Page excerpt →
^^^^

Doha Zoo welcomes rare and endangered guests

Doha Zoo welcomed two rare and endangered guests to its fold recently. A night monkey (also known as owl monkey) and black-bearded marmoset Monkey gave birth in the zoo, the ministry said in a tweet.

“The Doha Zoo has witnessed the birth of rare and endangered species such as the night monkey and black-bearded marmoset Monkey recently. Ministry of Municipality and Environment has designed a special program for breeding, feeding and providing the right environment for them. Lets welcome the new guests,” the tweet said.

As part of efforts to preserve rare animal species and breeds, these species are subject to a special breeding programme by focusing on integrated feeding, as well as temperature and humidity control for the similarity of their natural environment in South America. The park also saw the birth of a Senegalese bush monkey, a ferrite monkey, a sika deer and a Moroccan ram in recent times.

^^^^

Exercise instructions →
(1) Decide whether each statement agrees with the Doha Zoo article, answering yes or no and quoting the words that decide it. (a) The ministry announced the births in a tweet. (b) The breeding program controls temperature and humidity to match the animals' natural environment in Africa. (c) The night monkey is also called the owl monkey.
(2) List every animal that the Doha Zoo article says was born at the zoo.

^^^^

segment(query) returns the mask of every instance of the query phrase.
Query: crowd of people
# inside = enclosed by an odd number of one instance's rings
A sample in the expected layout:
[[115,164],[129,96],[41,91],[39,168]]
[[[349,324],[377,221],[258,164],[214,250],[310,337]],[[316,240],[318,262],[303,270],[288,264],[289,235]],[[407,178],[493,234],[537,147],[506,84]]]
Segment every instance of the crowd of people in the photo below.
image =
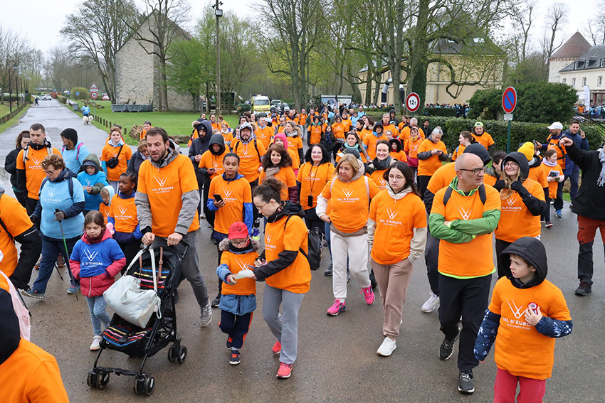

^^^^

Numbered answers →
(1)
(a) Yes: "the ministry said in a tweet"
(b) No: "their natural environment in South America"
(c) Yes: "also known as owl monkey"

(2)
- night monkey
- black-bearded marmoset Monkey
- Senegalese bush monkey
- ferrite monkey
- sika deer
- Moroccan ram